*** Data to examine ***

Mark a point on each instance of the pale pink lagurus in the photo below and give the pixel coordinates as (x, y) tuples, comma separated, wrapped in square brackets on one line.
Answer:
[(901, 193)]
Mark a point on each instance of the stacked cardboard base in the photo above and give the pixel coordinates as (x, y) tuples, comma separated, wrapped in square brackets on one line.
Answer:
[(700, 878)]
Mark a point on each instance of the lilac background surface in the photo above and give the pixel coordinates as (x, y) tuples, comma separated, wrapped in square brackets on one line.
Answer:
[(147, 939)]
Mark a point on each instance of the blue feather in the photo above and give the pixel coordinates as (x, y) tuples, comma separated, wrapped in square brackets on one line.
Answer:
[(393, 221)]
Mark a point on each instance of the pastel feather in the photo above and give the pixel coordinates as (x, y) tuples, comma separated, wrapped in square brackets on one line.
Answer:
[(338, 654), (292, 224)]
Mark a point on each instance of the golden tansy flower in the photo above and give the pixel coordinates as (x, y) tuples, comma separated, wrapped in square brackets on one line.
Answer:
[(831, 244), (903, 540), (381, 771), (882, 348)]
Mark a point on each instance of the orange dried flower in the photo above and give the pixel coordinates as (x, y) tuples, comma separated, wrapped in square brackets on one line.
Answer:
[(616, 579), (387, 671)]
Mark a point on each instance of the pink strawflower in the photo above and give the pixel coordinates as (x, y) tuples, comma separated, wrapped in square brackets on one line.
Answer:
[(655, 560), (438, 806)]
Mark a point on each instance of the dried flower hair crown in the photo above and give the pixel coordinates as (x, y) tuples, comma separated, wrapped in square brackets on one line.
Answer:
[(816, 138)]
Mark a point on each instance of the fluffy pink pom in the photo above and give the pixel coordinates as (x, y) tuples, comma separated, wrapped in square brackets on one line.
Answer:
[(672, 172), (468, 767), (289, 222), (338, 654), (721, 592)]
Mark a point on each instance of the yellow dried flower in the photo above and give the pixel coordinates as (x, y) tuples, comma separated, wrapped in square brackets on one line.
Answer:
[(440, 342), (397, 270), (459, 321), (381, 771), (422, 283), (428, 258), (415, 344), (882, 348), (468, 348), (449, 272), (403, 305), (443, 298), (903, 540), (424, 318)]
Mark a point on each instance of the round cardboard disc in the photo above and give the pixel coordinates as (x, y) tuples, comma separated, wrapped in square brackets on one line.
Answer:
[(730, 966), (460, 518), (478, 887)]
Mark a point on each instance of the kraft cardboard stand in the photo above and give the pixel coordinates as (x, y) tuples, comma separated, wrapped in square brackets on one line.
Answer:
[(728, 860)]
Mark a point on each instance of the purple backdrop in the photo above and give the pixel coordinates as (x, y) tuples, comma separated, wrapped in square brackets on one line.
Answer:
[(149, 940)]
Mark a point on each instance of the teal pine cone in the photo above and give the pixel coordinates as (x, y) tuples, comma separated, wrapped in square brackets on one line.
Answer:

*** End of Data to examine ***

■ **Task objective**
Copy from the entries only those lines that hold the word "feather".

■ **Answer space**
Mark a point on each instance of the blue feather in the photo above and give the pixel coordinates as (x, y) tuples, comma separated, wrapped in square brackets on one line.
Mark a point on each instance of the pastel feather in the photo above and give the pixel coordinates as (x, y) tuples, comma separated, wrapped in square brackets on one line.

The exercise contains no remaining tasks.